- [Task requirements] Search the data for the word "area" and copy every line where it occurs.

^^^^

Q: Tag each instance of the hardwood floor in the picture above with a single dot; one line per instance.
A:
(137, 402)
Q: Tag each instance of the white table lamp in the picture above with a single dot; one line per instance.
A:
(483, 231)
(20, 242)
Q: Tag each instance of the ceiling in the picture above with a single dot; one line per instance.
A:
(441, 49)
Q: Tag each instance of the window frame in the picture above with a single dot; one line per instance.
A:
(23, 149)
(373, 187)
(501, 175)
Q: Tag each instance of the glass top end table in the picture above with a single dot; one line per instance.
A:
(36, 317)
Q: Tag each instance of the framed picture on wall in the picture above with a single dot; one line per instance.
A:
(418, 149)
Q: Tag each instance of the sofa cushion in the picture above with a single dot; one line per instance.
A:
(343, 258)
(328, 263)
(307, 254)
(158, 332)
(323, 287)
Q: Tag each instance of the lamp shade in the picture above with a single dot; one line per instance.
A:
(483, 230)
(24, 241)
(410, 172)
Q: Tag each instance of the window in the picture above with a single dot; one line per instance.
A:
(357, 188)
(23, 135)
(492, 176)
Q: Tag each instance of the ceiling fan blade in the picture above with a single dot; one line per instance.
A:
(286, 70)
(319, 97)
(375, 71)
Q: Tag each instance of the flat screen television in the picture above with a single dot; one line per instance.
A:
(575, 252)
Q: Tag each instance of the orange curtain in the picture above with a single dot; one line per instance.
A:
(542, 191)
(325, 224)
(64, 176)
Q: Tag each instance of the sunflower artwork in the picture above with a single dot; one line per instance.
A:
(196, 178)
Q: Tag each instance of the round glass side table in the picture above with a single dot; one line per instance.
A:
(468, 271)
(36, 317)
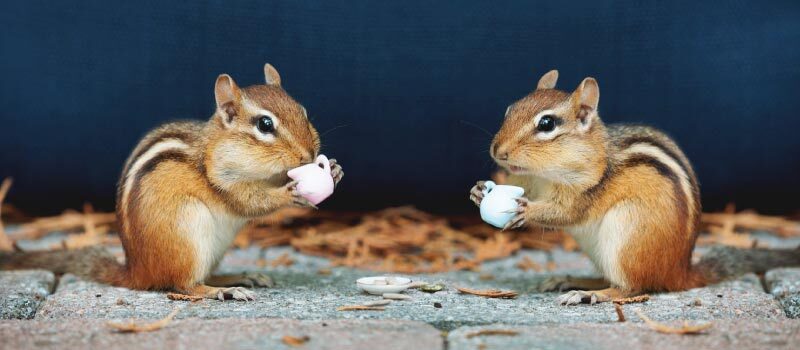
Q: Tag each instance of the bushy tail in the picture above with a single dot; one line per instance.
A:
(92, 263)
(722, 263)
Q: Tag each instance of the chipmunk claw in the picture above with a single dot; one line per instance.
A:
(519, 219)
(296, 198)
(575, 297)
(476, 193)
(336, 171)
(235, 293)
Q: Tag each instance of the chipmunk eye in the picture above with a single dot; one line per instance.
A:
(265, 125)
(546, 123)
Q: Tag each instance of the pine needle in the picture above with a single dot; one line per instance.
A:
(132, 327)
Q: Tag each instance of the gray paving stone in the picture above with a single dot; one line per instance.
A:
(784, 284)
(23, 292)
(222, 334)
(725, 334)
(308, 296)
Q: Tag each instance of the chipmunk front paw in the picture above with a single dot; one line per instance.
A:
(476, 193)
(336, 172)
(521, 216)
(295, 198)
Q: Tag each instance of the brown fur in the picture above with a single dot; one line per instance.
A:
(223, 168)
(581, 174)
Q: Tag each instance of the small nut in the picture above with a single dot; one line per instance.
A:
(396, 296)
(432, 288)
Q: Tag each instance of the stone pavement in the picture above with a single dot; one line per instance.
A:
(748, 312)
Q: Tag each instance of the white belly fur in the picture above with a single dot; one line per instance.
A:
(603, 240)
(210, 231)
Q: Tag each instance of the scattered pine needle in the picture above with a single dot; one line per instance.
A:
(282, 260)
(360, 308)
(662, 328)
(490, 293)
(132, 327)
(295, 341)
(184, 297)
(632, 300)
(620, 314)
(492, 332)
(526, 263)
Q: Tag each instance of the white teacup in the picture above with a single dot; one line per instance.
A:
(314, 181)
(499, 203)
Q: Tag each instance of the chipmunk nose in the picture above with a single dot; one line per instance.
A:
(306, 157)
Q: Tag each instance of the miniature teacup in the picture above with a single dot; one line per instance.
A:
(314, 181)
(499, 203)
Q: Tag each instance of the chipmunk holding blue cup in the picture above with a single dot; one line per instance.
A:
(189, 187)
(626, 193)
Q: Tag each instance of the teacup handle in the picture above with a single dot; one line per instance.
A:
(489, 185)
(326, 164)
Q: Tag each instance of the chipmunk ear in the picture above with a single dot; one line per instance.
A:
(586, 98)
(548, 80)
(228, 96)
(271, 75)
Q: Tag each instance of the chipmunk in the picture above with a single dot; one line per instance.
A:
(189, 187)
(626, 193)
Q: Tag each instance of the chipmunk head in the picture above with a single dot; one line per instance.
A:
(259, 132)
(551, 133)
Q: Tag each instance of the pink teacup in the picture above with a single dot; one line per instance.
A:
(314, 181)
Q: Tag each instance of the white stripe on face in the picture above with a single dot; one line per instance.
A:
(657, 153)
(164, 145)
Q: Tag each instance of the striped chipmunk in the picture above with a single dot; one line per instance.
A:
(627, 194)
(189, 187)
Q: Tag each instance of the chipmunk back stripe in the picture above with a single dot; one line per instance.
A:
(149, 143)
(669, 151)
(151, 164)
(675, 154)
(677, 173)
(163, 145)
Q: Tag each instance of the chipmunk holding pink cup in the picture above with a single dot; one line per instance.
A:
(189, 187)
(626, 193)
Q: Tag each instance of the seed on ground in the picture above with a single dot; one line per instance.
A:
(377, 303)
(396, 296)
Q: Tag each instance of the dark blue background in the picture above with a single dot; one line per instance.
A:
(397, 84)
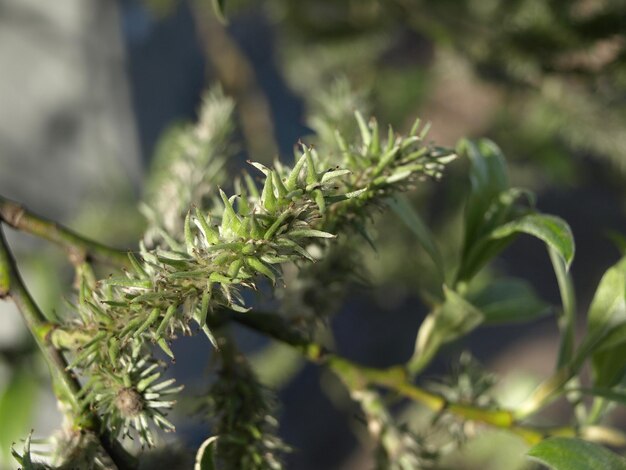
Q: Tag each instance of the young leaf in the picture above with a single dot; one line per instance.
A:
(553, 231)
(454, 318)
(562, 453)
(205, 458)
(508, 300)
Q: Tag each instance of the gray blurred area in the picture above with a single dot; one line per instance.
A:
(67, 138)
(66, 128)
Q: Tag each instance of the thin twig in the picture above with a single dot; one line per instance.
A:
(396, 379)
(66, 386)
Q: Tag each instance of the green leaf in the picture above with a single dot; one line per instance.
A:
(454, 318)
(561, 453)
(508, 300)
(552, 230)
(611, 394)
(606, 327)
(17, 402)
(488, 179)
(205, 458)
(411, 218)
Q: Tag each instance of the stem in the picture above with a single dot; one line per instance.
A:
(566, 322)
(79, 248)
(396, 379)
(65, 384)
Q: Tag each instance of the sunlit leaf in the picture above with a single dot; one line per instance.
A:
(553, 231)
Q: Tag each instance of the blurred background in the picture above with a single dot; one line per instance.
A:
(87, 87)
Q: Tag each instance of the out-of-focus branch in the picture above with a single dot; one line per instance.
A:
(239, 80)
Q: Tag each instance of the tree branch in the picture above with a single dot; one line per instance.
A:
(65, 384)
(78, 248)
(396, 379)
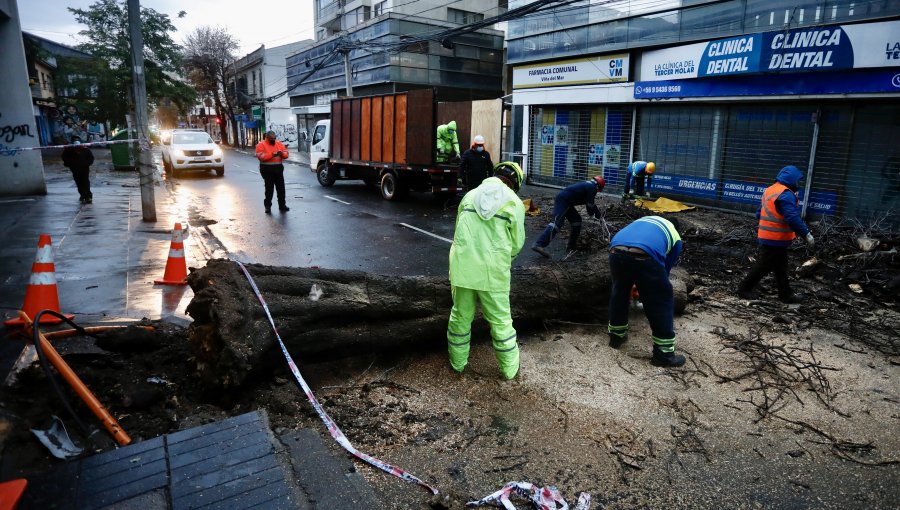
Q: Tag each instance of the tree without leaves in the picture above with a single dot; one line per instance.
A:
(209, 52)
(108, 40)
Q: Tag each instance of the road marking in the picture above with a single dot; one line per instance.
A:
(427, 233)
(337, 200)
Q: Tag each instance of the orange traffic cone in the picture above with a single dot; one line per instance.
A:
(176, 267)
(41, 294)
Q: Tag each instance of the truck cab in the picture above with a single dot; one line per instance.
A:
(319, 146)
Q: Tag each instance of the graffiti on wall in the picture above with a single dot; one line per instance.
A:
(9, 132)
(67, 123)
(287, 133)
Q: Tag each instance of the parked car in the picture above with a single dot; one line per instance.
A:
(191, 149)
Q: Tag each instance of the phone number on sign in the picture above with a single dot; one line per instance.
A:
(656, 89)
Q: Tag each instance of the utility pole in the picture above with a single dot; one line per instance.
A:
(348, 71)
(145, 158)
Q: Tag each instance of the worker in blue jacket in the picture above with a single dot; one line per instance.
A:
(641, 255)
(637, 173)
(580, 193)
(779, 224)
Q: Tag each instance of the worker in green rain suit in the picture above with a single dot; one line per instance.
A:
(490, 232)
(448, 142)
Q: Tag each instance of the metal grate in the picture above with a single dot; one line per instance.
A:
(569, 144)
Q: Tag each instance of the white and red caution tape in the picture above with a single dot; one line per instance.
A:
(333, 429)
(543, 498)
(12, 151)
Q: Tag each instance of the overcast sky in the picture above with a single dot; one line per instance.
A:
(269, 22)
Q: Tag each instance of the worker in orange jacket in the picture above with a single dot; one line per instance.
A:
(271, 153)
(779, 224)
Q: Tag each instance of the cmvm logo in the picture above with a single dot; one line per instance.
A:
(616, 68)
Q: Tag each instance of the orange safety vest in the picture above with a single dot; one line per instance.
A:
(772, 225)
(267, 153)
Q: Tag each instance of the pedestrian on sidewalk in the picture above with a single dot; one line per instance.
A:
(779, 224)
(79, 159)
(476, 164)
(637, 173)
(580, 193)
(271, 153)
(641, 255)
(490, 232)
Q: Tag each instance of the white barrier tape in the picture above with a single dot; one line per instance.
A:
(42, 279)
(44, 255)
(333, 429)
(12, 151)
(543, 498)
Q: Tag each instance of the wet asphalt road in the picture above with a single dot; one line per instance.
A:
(346, 226)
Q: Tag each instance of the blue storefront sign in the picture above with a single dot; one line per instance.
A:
(821, 202)
(821, 48)
(685, 185)
(851, 82)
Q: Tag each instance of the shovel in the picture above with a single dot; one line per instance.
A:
(57, 440)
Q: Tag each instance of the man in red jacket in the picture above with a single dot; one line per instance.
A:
(270, 153)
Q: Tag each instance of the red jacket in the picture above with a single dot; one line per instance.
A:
(271, 154)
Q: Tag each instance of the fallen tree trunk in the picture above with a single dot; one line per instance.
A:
(359, 312)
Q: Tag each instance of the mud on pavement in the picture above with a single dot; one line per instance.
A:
(779, 406)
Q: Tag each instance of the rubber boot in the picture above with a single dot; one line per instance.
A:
(616, 341)
(666, 359)
(573, 238)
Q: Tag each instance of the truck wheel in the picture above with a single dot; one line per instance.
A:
(391, 187)
(323, 175)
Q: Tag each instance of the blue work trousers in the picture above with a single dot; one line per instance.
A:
(562, 211)
(652, 281)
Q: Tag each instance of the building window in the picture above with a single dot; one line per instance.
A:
(357, 16)
(461, 17)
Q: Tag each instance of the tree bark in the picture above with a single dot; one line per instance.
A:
(361, 312)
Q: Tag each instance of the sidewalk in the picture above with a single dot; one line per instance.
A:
(106, 256)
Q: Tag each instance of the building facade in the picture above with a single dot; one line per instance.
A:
(256, 77)
(59, 107)
(720, 95)
(468, 67)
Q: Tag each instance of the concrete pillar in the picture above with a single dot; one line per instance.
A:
(21, 172)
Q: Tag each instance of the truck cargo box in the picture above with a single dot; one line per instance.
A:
(384, 129)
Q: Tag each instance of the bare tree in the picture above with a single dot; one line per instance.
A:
(209, 54)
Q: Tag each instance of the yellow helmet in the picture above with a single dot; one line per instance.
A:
(512, 171)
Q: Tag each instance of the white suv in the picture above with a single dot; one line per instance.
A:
(191, 149)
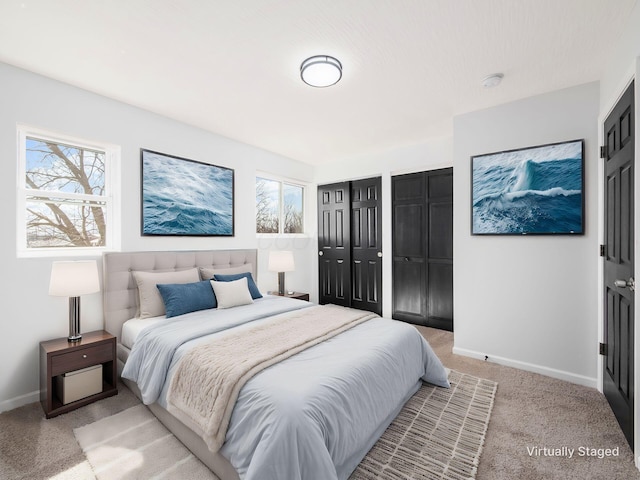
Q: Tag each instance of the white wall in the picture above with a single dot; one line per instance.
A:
(436, 153)
(528, 301)
(29, 314)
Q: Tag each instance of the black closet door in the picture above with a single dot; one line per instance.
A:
(409, 248)
(423, 248)
(366, 245)
(334, 243)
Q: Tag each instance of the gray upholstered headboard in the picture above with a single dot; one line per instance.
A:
(120, 290)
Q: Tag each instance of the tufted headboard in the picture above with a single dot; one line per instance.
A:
(119, 287)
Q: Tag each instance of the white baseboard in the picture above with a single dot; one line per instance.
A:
(530, 367)
(16, 402)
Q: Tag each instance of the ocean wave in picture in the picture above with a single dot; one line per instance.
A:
(536, 190)
(185, 197)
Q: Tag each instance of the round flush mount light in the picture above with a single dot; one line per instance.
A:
(321, 71)
(492, 80)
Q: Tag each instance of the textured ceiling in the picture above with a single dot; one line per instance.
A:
(232, 67)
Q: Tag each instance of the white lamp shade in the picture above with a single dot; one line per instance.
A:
(74, 278)
(281, 261)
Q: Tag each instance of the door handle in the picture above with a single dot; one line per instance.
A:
(631, 284)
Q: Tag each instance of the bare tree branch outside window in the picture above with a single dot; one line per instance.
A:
(279, 207)
(65, 195)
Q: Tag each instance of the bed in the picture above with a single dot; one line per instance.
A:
(309, 412)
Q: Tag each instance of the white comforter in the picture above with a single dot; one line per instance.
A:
(314, 415)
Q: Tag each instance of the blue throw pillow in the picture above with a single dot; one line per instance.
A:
(253, 288)
(181, 298)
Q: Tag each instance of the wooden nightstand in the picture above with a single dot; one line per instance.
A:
(60, 356)
(296, 295)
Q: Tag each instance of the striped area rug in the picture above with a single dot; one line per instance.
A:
(438, 435)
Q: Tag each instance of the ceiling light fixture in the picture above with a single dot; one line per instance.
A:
(321, 71)
(492, 80)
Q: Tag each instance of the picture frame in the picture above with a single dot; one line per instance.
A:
(184, 197)
(535, 190)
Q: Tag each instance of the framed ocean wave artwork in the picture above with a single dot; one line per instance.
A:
(529, 191)
(185, 197)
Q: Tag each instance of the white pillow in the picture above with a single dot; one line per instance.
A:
(232, 294)
(151, 303)
(208, 273)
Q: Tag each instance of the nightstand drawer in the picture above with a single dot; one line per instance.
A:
(81, 358)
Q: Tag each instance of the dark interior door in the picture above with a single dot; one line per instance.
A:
(440, 249)
(423, 248)
(366, 245)
(618, 262)
(334, 247)
(409, 248)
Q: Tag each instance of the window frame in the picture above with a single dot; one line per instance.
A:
(282, 181)
(111, 198)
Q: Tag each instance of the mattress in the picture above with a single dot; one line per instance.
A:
(314, 415)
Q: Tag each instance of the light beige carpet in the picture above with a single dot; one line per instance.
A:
(133, 444)
(438, 435)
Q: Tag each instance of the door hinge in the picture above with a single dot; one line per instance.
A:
(603, 151)
(603, 349)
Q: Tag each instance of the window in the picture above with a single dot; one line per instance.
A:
(65, 198)
(279, 206)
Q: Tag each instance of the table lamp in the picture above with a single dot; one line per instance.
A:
(281, 262)
(72, 279)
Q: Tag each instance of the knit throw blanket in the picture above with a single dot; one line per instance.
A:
(209, 377)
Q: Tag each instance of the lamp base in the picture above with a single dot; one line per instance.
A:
(281, 283)
(74, 320)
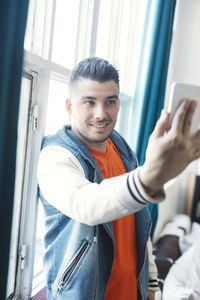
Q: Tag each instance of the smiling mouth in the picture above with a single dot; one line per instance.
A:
(100, 125)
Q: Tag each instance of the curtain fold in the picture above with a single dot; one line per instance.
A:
(152, 76)
(13, 15)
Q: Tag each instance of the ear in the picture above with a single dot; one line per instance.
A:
(68, 106)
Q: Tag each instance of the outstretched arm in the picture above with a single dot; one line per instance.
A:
(169, 152)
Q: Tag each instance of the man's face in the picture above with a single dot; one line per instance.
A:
(94, 107)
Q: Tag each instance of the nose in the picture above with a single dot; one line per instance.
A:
(100, 112)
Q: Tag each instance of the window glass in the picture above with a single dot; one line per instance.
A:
(57, 115)
(65, 32)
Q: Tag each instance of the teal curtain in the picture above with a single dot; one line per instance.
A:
(152, 75)
(13, 16)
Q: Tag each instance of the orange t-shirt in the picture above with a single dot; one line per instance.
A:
(123, 281)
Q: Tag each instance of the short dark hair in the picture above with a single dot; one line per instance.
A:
(94, 68)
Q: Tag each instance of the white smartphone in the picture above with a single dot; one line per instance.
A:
(180, 91)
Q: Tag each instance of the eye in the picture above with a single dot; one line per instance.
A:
(110, 102)
(89, 102)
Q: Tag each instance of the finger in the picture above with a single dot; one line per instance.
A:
(162, 124)
(179, 117)
(188, 118)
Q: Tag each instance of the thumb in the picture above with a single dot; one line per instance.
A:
(162, 124)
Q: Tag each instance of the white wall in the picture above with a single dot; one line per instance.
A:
(184, 66)
(184, 62)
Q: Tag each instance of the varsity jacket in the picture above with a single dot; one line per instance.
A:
(79, 207)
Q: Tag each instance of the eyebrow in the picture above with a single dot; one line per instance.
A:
(94, 98)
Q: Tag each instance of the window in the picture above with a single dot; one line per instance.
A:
(59, 34)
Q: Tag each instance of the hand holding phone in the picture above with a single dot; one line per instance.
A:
(179, 92)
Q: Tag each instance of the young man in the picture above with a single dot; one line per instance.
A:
(95, 195)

^^^^

- [Problem solution]
Q: Tag each instance of the gray blurred area in the picture above with a single dot; one line per instance.
Q: Tag each instance of the striped area rug in the picture above with a single dot; one line per instance.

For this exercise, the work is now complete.